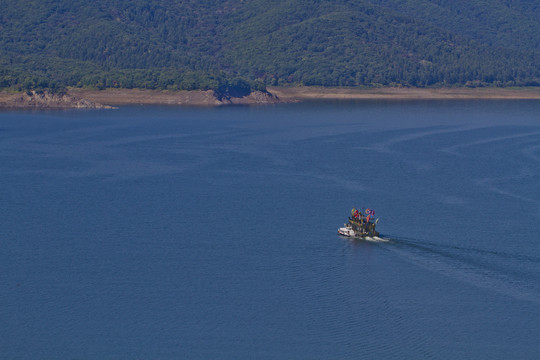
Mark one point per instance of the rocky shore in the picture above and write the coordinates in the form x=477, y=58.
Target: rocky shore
x=77, y=98
x=47, y=100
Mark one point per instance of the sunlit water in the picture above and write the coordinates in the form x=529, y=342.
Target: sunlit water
x=167, y=232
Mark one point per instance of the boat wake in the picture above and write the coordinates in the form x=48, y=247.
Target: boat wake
x=513, y=275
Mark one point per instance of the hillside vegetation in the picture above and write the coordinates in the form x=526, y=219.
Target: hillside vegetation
x=232, y=45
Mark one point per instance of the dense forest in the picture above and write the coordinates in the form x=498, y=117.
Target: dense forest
x=234, y=45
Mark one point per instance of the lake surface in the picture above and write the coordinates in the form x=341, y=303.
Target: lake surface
x=194, y=233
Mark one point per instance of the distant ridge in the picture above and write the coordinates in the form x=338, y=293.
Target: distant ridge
x=235, y=47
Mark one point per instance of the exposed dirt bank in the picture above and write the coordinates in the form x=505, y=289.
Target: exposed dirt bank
x=314, y=93
x=46, y=100
x=96, y=99
x=118, y=97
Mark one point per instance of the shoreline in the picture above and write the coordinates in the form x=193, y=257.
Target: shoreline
x=320, y=93
x=84, y=98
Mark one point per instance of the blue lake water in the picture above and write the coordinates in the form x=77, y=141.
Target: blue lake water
x=195, y=233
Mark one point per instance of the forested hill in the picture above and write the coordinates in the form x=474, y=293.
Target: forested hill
x=235, y=45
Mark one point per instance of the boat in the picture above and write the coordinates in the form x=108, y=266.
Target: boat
x=360, y=225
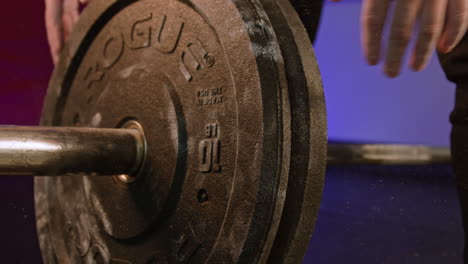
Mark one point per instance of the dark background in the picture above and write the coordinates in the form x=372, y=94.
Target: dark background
x=368, y=214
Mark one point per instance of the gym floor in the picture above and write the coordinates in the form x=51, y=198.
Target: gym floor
x=369, y=214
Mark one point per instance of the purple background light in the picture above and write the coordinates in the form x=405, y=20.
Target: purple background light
x=368, y=214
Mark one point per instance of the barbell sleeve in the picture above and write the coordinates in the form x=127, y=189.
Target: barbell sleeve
x=387, y=154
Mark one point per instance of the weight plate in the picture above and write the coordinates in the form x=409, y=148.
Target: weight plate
x=206, y=81
x=308, y=138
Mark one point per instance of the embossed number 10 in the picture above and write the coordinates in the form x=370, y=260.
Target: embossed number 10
x=209, y=150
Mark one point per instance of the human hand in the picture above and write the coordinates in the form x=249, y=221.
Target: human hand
x=440, y=24
x=60, y=17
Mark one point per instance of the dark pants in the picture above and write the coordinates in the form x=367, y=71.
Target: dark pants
x=455, y=65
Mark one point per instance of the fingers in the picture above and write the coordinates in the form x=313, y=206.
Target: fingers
x=404, y=20
x=455, y=26
x=373, y=15
x=431, y=25
x=53, y=20
x=70, y=16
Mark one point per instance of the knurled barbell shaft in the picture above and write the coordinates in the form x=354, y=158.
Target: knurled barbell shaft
x=50, y=151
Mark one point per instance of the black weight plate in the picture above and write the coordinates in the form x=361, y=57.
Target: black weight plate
x=308, y=138
x=205, y=79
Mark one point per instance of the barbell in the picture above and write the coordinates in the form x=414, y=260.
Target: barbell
x=184, y=132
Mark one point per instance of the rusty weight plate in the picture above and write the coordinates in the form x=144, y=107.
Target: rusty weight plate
x=308, y=138
x=206, y=81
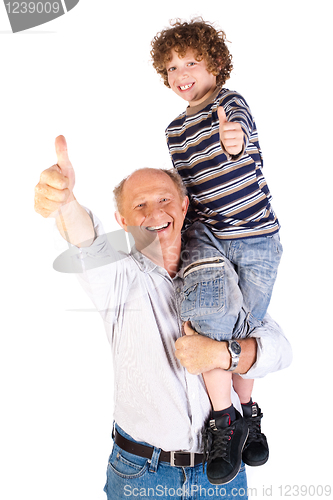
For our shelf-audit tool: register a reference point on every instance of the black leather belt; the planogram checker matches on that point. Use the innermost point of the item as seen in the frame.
(174, 458)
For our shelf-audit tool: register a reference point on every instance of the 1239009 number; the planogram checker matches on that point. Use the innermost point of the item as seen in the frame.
(33, 7)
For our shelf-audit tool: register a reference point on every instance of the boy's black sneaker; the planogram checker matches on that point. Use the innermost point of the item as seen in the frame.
(256, 448)
(223, 444)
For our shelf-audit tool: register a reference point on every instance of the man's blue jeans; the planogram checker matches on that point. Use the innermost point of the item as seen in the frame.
(131, 476)
(224, 278)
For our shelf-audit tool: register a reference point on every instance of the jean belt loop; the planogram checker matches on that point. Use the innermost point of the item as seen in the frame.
(154, 460)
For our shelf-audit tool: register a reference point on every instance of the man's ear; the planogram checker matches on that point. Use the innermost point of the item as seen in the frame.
(121, 220)
(185, 204)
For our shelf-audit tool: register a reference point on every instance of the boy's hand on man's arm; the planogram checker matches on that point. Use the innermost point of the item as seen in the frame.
(54, 198)
(231, 134)
(199, 354)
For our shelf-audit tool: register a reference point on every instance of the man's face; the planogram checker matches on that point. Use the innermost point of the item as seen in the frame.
(190, 78)
(152, 210)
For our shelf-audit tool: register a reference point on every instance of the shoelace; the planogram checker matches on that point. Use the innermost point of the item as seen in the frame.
(254, 424)
(221, 438)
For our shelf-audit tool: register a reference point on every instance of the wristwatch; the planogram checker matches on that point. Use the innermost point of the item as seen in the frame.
(235, 349)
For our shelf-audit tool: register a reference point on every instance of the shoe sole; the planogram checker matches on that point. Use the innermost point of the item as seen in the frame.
(228, 479)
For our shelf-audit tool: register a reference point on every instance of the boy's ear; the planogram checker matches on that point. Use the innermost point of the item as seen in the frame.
(121, 220)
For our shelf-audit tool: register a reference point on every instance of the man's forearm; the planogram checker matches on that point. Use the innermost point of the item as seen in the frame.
(75, 225)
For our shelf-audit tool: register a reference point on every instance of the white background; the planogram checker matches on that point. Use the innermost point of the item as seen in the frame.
(88, 75)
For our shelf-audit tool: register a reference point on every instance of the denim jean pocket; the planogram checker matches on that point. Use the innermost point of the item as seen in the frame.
(126, 465)
(203, 290)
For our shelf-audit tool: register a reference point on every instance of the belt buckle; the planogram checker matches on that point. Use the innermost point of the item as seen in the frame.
(172, 458)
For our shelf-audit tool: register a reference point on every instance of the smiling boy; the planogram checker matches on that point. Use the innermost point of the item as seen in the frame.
(214, 147)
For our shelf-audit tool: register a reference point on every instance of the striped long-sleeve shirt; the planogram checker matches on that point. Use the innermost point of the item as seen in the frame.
(229, 194)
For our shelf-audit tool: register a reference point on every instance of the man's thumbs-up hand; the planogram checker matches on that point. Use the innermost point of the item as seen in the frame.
(231, 133)
(55, 187)
(63, 161)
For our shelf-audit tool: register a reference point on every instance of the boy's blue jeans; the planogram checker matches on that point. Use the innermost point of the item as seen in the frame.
(224, 278)
(131, 476)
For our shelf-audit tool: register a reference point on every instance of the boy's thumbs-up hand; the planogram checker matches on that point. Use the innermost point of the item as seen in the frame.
(231, 133)
(55, 187)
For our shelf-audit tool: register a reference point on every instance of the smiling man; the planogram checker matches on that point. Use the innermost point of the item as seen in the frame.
(160, 408)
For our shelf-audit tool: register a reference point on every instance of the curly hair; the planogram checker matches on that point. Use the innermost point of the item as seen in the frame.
(173, 174)
(198, 35)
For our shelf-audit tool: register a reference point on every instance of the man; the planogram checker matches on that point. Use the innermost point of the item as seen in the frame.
(160, 408)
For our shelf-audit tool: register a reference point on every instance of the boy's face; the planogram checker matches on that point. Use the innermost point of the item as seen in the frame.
(190, 78)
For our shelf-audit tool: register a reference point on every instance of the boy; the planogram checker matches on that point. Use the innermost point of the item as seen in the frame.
(214, 147)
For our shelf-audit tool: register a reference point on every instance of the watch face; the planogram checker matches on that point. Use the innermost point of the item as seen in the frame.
(236, 347)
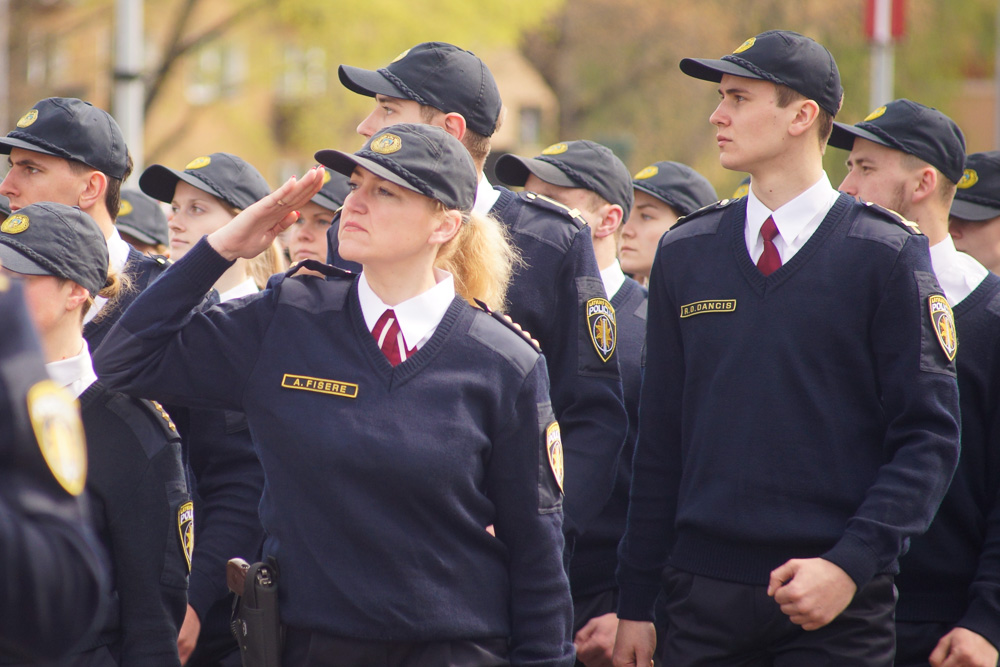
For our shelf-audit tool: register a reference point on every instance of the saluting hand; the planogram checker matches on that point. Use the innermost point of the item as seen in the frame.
(255, 228)
(811, 591)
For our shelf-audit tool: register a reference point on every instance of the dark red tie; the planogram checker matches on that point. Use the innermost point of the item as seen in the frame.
(770, 260)
(389, 337)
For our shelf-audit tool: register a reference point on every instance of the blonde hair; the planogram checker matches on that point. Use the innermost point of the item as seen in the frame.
(115, 287)
(266, 264)
(482, 259)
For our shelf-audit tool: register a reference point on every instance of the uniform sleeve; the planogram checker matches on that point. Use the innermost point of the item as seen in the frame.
(524, 490)
(920, 404)
(149, 564)
(229, 482)
(162, 348)
(656, 464)
(586, 389)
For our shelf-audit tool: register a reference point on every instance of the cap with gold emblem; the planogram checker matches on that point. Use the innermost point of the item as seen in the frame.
(782, 57)
(72, 129)
(223, 175)
(422, 158)
(912, 128)
(142, 217)
(978, 195)
(573, 164)
(49, 239)
(438, 75)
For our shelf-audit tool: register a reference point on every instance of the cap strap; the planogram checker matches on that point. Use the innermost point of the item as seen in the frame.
(402, 86)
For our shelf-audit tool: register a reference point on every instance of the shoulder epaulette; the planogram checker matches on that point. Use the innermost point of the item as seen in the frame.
(510, 324)
(541, 201)
(320, 267)
(702, 211)
(892, 216)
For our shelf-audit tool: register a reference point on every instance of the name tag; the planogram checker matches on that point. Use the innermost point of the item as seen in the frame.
(709, 306)
(320, 386)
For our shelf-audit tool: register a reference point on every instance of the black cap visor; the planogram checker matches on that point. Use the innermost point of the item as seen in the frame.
(159, 182)
(369, 83)
(514, 170)
(967, 210)
(712, 70)
(346, 162)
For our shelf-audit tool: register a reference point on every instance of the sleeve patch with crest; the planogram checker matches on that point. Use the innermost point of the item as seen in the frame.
(55, 418)
(185, 525)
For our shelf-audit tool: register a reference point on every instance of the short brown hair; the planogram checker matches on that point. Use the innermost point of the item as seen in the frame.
(824, 120)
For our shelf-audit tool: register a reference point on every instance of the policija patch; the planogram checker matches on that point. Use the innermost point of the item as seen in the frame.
(944, 324)
(602, 328)
(185, 524)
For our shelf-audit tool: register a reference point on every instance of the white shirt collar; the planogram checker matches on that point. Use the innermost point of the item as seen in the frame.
(245, 288)
(613, 278)
(75, 373)
(418, 316)
(486, 196)
(957, 273)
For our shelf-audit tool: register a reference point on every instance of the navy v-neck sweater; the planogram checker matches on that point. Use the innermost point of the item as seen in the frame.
(379, 481)
(809, 413)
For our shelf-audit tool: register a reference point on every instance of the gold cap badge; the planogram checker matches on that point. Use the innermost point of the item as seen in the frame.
(14, 224)
(199, 162)
(386, 144)
(28, 118)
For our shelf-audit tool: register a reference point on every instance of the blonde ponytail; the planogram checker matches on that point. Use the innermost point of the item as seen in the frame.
(482, 259)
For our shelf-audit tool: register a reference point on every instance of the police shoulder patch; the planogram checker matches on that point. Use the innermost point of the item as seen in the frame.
(553, 447)
(185, 526)
(894, 217)
(943, 320)
(55, 418)
(602, 327)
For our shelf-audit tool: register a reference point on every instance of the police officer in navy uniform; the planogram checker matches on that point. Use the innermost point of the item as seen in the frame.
(557, 295)
(136, 485)
(68, 151)
(589, 177)
(395, 421)
(664, 192)
(911, 158)
(975, 212)
(57, 576)
(798, 420)
(142, 222)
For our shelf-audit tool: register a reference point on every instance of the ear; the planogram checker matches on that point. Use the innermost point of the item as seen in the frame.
(611, 220)
(926, 184)
(93, 192)
(446, 227)
(454, 124)
(806, 112)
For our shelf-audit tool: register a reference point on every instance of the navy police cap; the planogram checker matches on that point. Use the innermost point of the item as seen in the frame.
(142, 217)
(335, 189)
(912, 128)
(223, 175)
(978, 195)
(573, 164)
(422, 158)
(676, 184)
(782, 57)
(49, 239)
(74, 130)
(435, 74)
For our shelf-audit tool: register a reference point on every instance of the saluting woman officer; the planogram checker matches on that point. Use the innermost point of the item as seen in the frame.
(394, 421)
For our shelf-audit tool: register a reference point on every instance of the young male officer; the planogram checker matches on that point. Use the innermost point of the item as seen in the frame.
(557, 295)
(975, 213)
(590, 178)
(70, 152)
(798, 409)
(910, 158)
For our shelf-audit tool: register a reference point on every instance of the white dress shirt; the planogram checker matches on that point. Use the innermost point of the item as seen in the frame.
(796, 220)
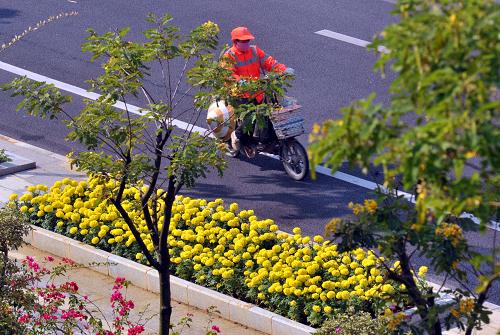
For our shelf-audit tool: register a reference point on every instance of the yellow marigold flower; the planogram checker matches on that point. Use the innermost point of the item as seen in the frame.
(370, 206)
(41, 187)
(422, 271)
(318, 239)
(387, 288)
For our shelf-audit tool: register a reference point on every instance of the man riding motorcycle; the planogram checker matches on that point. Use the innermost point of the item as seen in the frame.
(246, 63)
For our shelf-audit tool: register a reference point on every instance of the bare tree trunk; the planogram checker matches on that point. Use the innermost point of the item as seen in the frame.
(165, 306)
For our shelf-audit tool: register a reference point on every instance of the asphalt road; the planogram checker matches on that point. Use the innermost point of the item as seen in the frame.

━━━━━━━━━━

*WRITTEN TASK*. Copy the lines above verbatim, from the first one through the line containing "x=235, y=47", with both ends included. Omit the pictures.

*SOLUTION FOR THIS PROBLEM*.
Mark one point per instance of the rocky shore in the picture above and write the coordinates in the form x=477, y=58.
Target: rocky shore
x=77, y=98
x=47, y=100
Mark one point per instance of the sunlit water in the picture above and write the coordinates in the form x=529, y=342.
Target: sunlit water
x=167, y=232
Mark one point per instance of the boat wake in the picture above and write the coordinates in the form x=48, y=247.
Target: boat wake
x=513, y=275
Mark one point per instance of the hillside vegetation in the picture above and write the coordinates in the form x=526, y=219.
Target: hillside vegetation
x=232, y=45
Mark one point per instance of the dense forest in the picture above and write the coordinates in the form x=498, y=117.
Target: dense forest
x=234, y=45
Mark one point per instance of the lake surface in the picture above and write the coordinates in the form x=341, y=303.
Target: lake surface
x=194, y=233
Mark one point per instance of the distant ridge in the picture above and write the coordinates in the form x=338, y=293.
Target: distant ridge
x=235, y=47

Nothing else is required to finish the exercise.